Verbi gratia lo que ocurre actualmente en el Derecho, en el que se permite tachar, reprochar o invalidar el testimonio de un pariente de conformidad al artículo 499  del Código de Procedimiento Civil venezolano vigente[7], para desvirtuar su fuerza probatoria, en razón de ese vínculo que le confiere el “privilegio” o el “deber” de mentir; tornando inútil comprometer una voluntad ante futuras acciones frente a los demás que no creen en ella, o que si lo creen por necesidad, pueden pagar con la misma moneda.  Es más seguro tachar el testimonio del pariente que puede mentir, a creer en la moralidad de su dicho.
Ergo, mentir o callar por lealtad al cónyuge o pariente, resultará despreciable (empleando la misma expresión de Kant), no sólo por el perjuicio que para la Señorita, o para otro, pueda representar, sino porque no tendría cabida como principio en una legislación universal, que debe ser respetada, creída, legitimada por todos, aún cuando no comprendieran el fundamento de su validez, porque esta ley universal es la condición de una voluntad buena en sí, cuyo valor está por encima de todo.
b) Obra de tal modo que uses la humanidad como fin en sí misma, nunca como medio: A mi modo de ver, esta premisa kantiana resume el principio de respeto de la dignidad humana del cual se derivan sustanciales consecuencias que es menester resaltar: a) la persona humana no puede ser “cosificada”, utilizada, como medio para conseguir un fin, ni por ella misma, ni por ningún otro; y b) existe una humanidad en nosotros y en nuestros semejantes que todas las  máximas y leyes jurídicas  deben conservar, perfeccionar. El deber moral exige necesariamente cumplir consigo mismo y con los demás, tratando nuestra humanidad como fin en sí misma.
El comportamiento de la I latina es a todas luces autodestructivo, hasta el fin de sus días somete a su espíritu y a su cuerpo a la vejación física y psicológica, su propio sufrimiento es el instrumento de salvación de su hermano; ella, dejando de ser fin en sí misma, se transforma en medio para conseguir el fin. La I latina, la más desgraciada de todas, cuya mansedumbre la llevará a ver a Dios, se convierte en ofrenda y sacrificio de redención fraterna violando el deber natural de conservación de la humanidad que hay en ella, con el que  ni siquiera concuerda.
“-¿Sufrirá también ahora?
-No- responde, comprendiendo de quien le hablo- la Señorita no sufre ahora.
Y poniendo en mí aquellos ojos de paloma, aquel dulce mirar inolvidable, añade:
-¡Bienaventurados los mansos y humildes de corazón, porque ellos verán a Dios…!”

Pero la maestra de Pocaterra no solo fallará en cuidar la humanidad que hay en ella, faltará también al deber necesario y obligatorio que tiene para con los demás; su ley moral de lealtad familiar no guarda el principio de tratar a la humanidad toda como fin en sí misma, su silencio protege al hermano pero deja indefensa la sociedad que también convive con éste; la injusticia del hermano hacia ella, es injusticia contra todos. El pariente que calla, la mujer que no denuncia para proteger al familiar violento se falta a sí mismo y a todo su entorno, el silencio pone en riesgo vidas y genera impunidad. Lo mismo puede decirse del inspector, o de Tomasa, la criada de la Señorita, quienes no denunciaron conociendo la violencia de la cual esta última era víctima.

= Contenido del listado =
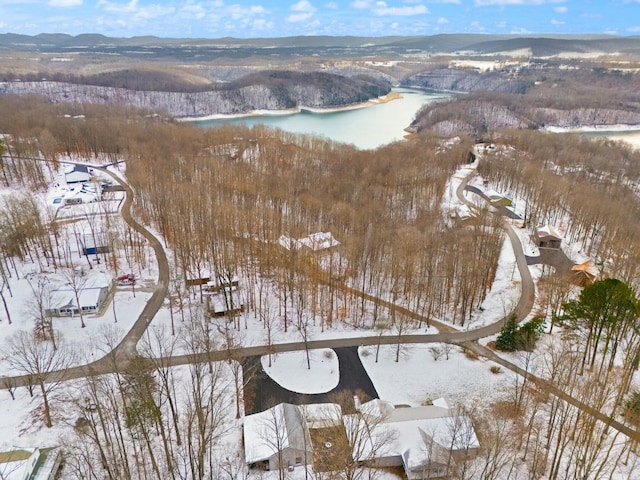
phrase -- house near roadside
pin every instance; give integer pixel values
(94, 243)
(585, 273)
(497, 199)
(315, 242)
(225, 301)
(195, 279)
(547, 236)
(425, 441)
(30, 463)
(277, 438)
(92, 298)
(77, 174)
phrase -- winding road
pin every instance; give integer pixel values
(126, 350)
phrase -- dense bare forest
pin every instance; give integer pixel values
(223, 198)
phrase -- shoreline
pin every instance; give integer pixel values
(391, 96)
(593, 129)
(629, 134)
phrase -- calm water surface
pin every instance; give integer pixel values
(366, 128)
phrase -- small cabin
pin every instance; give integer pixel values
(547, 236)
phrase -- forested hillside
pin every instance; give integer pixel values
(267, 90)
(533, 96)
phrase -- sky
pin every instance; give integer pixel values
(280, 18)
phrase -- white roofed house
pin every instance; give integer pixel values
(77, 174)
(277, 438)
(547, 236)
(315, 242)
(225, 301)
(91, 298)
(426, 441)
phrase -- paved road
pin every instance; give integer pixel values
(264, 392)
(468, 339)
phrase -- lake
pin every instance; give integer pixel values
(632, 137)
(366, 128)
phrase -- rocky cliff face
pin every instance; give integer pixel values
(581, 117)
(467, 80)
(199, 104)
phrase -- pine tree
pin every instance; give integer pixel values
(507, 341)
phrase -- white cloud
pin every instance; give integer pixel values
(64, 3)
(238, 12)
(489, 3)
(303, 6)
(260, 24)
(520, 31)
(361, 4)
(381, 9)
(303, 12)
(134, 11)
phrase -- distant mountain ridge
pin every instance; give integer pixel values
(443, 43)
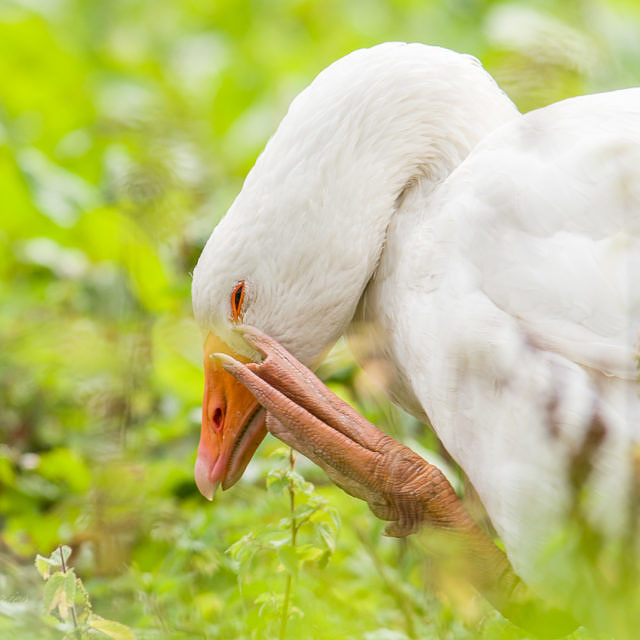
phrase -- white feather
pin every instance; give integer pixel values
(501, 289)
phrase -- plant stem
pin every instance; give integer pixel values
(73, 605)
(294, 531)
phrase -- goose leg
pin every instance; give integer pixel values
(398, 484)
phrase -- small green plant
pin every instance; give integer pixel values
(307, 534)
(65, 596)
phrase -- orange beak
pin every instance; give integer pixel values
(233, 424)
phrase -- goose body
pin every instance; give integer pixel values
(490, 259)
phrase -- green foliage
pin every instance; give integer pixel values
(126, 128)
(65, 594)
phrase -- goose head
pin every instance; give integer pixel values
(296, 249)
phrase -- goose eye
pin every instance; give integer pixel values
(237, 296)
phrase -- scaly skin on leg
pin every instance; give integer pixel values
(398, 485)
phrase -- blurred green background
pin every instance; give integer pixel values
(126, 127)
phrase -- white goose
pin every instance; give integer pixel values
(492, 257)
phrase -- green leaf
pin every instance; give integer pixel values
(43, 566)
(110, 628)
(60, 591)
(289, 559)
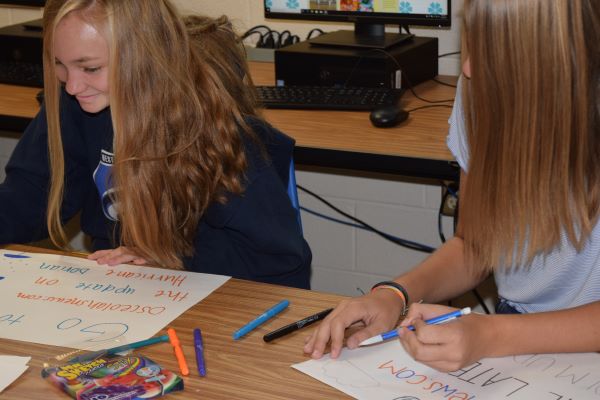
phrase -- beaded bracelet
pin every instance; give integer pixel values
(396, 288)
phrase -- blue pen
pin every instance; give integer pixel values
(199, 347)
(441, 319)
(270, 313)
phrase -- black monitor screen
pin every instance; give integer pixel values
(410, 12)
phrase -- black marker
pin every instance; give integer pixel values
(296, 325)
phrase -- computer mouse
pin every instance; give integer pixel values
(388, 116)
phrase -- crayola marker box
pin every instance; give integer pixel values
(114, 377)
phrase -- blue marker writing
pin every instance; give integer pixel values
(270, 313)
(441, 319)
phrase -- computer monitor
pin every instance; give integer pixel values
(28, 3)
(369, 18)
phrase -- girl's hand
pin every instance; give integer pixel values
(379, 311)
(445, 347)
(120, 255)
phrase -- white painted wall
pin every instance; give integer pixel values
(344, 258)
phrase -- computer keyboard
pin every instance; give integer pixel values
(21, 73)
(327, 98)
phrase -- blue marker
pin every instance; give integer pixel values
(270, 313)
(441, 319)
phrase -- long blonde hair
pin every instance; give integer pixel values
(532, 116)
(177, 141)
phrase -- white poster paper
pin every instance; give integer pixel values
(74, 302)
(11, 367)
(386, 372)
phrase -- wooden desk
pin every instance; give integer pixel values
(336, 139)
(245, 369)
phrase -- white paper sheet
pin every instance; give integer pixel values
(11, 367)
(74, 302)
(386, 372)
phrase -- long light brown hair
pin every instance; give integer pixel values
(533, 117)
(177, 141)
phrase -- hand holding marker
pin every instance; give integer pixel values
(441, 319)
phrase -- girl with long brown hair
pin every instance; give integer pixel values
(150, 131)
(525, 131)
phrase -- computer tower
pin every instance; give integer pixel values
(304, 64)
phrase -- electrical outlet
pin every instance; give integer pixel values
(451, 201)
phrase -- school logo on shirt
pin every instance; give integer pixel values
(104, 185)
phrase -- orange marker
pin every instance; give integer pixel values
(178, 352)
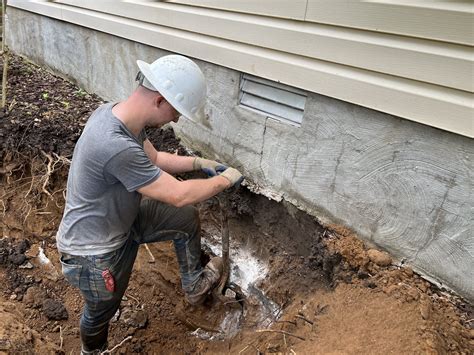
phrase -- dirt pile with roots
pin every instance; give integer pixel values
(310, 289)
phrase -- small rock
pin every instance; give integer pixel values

= Completa lo siguiente =
[1] Según el texto proporcionado, ¿qué artículo del Código de Procedimiento Civil venezolano permite tachar el testimonio de un pariente?
[2] Extrae sin cambios del texto proporcionado el fragmento que comienza con "b) Obra de tal" y continúa hasta "en sí misma.".
El listado procede de otra fuente.

= Respuestas por tarea =
[1] El artículo 499.

[2]
b) Obra de tal modo que uses la humanidad como fin en sí misma, nunca como medio: A mi modo de ver, esta premisa kantiana resume el principio de respeto de la dignidad humana del cual se derivan sustanciales consecuencias que es menester resaltar: a) la persona humana no puede ser “cosificada”, utilizada, como medio para conseguir un fin, ni por ella misma, ni por ningún otro; y b) existe una humanidad en nosotros y en nuestros semejantes que todas las  máximas y leyes jurídicas  deben conservar, perfeccionar. El deber moral exige necesariamente cumplir consigo mismo y con los demás, tratando nuestra humanidad como fin en sí misma.